» **Problem description**
Rewrite everything from the line containing "Indicate the stain on" down to the line containing "pixel 733 878" in the entries below, substituting "person's" for "man's" and leaving all else unchanged. Give back only those lines.

(Point-based annotation entries)
+++++

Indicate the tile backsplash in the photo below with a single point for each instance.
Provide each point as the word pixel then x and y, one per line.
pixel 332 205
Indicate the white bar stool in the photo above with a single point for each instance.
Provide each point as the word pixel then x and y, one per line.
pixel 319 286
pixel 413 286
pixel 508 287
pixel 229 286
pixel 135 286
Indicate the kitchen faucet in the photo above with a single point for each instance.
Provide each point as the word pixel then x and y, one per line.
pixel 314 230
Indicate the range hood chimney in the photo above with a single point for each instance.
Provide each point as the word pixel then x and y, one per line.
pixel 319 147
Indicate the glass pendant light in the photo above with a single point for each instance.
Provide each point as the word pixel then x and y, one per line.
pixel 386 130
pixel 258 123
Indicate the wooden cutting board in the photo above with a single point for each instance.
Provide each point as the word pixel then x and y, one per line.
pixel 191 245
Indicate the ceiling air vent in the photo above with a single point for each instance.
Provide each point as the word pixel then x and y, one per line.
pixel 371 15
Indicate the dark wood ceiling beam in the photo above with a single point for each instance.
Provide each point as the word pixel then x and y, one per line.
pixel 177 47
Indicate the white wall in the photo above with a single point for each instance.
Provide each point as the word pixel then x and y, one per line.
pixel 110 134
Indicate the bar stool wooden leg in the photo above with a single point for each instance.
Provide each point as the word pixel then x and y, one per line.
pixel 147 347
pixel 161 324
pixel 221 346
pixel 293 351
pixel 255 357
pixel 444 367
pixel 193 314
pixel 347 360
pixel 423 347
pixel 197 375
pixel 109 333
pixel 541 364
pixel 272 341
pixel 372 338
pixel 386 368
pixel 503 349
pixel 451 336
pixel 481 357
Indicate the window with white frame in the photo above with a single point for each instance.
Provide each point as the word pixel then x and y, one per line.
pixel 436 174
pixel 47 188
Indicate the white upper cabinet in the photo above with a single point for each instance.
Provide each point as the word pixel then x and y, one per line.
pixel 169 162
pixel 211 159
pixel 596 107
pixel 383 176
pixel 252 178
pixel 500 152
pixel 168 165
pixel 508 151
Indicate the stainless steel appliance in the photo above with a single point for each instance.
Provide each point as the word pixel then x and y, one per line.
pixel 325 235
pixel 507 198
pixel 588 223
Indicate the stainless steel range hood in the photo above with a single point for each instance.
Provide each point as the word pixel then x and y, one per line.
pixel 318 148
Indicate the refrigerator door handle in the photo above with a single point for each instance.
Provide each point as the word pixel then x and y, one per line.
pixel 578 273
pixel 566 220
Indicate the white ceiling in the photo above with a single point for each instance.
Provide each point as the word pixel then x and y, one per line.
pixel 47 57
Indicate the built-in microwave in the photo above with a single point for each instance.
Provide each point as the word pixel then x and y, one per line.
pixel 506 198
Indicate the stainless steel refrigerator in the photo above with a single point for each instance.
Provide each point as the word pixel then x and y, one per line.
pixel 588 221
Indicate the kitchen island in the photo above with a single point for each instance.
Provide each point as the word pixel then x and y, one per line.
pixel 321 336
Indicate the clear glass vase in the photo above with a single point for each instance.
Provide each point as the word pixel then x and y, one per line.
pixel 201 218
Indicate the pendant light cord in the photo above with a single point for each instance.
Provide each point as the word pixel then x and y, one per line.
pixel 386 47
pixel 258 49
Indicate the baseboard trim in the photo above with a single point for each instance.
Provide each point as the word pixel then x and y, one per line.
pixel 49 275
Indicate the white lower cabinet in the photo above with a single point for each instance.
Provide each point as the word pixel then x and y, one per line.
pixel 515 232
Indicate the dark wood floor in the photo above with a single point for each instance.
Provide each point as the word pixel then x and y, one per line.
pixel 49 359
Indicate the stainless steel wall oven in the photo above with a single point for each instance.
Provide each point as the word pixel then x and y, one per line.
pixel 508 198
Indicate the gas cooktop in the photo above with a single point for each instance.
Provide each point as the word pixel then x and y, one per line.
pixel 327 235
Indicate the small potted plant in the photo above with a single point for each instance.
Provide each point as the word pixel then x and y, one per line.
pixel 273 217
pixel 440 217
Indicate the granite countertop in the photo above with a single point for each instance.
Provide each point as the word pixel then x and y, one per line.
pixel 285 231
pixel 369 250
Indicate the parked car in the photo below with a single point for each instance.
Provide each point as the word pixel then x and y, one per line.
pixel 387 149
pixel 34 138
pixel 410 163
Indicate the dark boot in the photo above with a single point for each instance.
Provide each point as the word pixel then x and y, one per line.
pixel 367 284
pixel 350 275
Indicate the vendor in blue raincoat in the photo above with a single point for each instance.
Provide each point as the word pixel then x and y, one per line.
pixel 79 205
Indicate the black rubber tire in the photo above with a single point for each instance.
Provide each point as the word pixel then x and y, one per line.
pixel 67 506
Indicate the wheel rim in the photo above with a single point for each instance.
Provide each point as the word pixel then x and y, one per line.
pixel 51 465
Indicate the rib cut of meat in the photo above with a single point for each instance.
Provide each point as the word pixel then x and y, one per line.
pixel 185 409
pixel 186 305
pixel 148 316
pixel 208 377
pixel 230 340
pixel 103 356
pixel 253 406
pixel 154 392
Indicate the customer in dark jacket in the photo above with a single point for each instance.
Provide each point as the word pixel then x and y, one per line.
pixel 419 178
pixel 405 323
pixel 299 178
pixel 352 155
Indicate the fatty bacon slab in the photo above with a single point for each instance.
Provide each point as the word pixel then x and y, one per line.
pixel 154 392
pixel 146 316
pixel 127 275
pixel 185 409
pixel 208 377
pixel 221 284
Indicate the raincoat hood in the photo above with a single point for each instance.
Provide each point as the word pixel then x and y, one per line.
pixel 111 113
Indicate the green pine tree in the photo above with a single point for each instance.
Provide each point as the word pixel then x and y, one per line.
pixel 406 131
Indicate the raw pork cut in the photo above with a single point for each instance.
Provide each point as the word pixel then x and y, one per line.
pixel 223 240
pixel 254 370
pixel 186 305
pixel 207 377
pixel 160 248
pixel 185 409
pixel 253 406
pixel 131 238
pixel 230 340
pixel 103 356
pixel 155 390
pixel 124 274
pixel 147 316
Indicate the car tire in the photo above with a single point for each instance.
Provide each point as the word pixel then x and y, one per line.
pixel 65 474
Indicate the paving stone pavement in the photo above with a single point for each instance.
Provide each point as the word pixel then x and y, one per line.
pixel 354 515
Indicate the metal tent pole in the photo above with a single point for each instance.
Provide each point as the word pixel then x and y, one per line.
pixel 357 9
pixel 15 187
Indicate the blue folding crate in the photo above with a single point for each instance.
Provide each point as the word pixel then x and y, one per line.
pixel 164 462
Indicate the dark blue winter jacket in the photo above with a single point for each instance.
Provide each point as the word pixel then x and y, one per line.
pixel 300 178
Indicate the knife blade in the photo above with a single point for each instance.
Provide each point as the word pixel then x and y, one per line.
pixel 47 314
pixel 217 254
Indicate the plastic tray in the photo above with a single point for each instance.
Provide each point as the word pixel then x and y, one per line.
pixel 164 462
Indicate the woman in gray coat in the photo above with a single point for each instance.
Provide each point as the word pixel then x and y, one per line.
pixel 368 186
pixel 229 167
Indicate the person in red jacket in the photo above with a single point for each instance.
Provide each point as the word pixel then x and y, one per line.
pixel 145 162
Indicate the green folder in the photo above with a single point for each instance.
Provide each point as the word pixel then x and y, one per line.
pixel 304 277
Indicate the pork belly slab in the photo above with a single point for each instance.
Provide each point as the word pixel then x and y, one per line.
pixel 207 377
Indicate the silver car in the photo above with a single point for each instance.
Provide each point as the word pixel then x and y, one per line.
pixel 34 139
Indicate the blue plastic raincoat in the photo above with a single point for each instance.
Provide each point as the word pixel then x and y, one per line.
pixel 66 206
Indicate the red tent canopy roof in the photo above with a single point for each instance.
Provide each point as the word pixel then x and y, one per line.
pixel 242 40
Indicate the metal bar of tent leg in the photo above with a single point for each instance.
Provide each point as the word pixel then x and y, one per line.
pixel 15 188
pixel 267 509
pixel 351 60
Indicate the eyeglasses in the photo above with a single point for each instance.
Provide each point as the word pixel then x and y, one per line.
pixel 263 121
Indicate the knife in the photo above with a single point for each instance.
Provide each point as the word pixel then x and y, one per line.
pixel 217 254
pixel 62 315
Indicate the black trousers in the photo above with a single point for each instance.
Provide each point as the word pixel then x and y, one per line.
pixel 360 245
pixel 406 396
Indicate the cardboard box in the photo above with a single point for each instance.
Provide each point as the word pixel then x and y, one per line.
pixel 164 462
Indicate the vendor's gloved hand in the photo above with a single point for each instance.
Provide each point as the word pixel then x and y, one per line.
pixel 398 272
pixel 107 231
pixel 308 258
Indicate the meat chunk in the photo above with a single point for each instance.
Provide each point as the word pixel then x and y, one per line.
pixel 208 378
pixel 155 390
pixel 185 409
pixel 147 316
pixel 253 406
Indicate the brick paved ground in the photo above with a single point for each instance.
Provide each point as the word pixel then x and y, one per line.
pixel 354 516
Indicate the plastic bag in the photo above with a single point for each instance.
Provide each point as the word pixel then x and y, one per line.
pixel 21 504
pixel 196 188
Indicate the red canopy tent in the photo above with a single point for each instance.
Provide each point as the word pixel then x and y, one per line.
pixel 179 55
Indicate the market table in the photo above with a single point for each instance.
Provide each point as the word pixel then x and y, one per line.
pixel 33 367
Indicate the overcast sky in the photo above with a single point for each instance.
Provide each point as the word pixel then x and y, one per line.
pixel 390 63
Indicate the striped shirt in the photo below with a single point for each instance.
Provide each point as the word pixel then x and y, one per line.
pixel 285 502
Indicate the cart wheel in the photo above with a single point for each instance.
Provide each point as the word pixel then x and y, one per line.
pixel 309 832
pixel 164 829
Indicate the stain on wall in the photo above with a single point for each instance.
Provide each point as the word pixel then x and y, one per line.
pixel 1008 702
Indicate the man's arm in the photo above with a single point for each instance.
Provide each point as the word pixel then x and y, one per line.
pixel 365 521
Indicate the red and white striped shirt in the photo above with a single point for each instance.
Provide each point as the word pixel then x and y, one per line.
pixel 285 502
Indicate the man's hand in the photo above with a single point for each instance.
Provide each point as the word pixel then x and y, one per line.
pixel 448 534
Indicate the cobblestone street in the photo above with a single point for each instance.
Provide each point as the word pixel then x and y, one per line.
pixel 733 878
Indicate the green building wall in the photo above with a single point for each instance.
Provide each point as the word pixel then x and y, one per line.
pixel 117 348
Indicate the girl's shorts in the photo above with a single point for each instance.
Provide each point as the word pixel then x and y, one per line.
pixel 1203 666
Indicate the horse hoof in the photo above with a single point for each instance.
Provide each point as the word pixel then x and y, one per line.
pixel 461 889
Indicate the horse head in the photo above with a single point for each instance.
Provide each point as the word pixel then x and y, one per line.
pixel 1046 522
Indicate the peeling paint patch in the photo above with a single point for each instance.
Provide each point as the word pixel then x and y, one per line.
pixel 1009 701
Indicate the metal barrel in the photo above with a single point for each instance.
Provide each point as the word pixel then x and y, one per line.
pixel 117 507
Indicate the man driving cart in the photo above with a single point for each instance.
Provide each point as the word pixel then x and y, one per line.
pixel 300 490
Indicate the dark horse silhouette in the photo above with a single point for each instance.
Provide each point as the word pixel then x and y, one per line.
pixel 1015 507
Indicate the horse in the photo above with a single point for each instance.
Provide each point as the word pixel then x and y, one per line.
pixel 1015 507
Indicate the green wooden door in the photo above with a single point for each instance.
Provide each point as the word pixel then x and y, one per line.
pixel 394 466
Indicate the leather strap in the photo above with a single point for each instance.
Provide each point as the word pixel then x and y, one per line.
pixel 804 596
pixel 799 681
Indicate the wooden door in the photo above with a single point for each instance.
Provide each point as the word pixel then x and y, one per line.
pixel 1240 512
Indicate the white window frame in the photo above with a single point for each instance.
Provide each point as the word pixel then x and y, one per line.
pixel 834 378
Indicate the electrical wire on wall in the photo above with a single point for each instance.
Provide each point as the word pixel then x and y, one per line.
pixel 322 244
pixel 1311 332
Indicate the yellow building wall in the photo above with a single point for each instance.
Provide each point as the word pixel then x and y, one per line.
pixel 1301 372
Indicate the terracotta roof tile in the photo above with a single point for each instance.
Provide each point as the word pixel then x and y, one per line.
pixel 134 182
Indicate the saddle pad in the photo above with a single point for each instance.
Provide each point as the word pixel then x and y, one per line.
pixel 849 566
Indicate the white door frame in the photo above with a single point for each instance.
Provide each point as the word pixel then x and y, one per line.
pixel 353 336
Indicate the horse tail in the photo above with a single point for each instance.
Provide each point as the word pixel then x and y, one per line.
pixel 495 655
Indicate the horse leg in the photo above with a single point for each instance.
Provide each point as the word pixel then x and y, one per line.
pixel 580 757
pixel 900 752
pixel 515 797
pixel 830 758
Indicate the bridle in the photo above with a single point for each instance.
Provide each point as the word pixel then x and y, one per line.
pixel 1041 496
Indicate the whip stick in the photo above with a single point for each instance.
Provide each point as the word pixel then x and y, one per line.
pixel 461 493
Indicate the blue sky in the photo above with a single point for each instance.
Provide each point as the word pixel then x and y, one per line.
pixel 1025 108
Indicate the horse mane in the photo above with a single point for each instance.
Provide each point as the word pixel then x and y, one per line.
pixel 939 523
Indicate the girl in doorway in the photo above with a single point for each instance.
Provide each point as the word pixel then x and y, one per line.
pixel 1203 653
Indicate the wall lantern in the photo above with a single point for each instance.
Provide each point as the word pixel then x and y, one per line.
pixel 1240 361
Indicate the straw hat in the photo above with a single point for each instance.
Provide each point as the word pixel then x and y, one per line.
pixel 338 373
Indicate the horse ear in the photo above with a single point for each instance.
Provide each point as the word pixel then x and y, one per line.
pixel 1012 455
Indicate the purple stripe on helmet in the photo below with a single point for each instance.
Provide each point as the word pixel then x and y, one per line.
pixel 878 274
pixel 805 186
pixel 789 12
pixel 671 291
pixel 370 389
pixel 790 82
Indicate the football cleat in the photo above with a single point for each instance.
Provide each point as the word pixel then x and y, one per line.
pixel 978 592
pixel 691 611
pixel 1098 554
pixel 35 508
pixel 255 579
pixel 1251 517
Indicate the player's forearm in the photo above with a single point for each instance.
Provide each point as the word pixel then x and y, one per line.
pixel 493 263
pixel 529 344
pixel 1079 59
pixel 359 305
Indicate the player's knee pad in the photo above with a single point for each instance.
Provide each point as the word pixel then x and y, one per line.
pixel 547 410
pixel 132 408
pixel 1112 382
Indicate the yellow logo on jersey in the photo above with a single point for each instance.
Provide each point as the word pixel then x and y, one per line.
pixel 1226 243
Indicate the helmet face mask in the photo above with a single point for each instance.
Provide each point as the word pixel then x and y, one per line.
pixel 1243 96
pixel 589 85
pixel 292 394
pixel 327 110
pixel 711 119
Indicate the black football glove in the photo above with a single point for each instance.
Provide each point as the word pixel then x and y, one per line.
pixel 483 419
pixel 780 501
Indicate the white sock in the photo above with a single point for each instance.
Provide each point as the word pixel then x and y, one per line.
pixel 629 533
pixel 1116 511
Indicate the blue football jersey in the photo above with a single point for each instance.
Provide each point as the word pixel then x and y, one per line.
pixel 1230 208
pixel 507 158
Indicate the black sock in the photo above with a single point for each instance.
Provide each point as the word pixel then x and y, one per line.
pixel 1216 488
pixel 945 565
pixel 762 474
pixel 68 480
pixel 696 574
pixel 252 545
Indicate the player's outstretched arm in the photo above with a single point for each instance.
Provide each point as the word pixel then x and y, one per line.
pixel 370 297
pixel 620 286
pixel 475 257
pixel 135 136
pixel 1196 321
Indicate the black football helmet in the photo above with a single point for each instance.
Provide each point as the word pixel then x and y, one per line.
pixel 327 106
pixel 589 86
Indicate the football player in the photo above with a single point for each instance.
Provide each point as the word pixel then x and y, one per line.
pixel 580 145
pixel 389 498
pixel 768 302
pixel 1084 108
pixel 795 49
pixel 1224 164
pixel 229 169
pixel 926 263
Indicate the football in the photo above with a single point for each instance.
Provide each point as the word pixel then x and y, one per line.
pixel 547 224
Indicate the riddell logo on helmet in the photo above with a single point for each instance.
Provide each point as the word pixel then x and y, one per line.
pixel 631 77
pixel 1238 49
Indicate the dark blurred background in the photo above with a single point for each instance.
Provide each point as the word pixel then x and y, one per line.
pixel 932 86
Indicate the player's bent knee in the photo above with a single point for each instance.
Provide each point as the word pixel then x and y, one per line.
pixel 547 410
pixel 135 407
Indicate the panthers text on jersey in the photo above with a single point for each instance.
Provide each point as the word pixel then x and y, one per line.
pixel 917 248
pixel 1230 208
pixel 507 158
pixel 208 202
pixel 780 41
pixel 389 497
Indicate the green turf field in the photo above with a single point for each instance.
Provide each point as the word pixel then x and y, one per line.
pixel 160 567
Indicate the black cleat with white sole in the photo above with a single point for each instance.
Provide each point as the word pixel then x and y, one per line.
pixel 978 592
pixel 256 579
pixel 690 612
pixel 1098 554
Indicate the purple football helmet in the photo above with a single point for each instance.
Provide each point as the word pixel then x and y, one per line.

+++++

» **Completed task**
Indicate the stain on wall in the photo above with a single point for each instance.
Provide each point as the word pixel then x and y, one per line.
pixel 1008 702
Indicate the person's arm in the photo above with a single point for each instance.
Provide each point as the word pixel then x and y, one per line.
pixel 365 521
Indicate the red and white striped shirt in the photo above with a single point for each instance.
Provide each point as the word pixel then x and y, one per line.
pixel 285 502
Indicate the person's hand in the photo above with a single point for each instance.
Provide each point as the word pixel then x and y, one per line.
pixel 448 534
Indicate the cobblestone street in the photo above with a single point for each instance.
Provide each point as the word pixel then x and y, one per line.
pixel 733 878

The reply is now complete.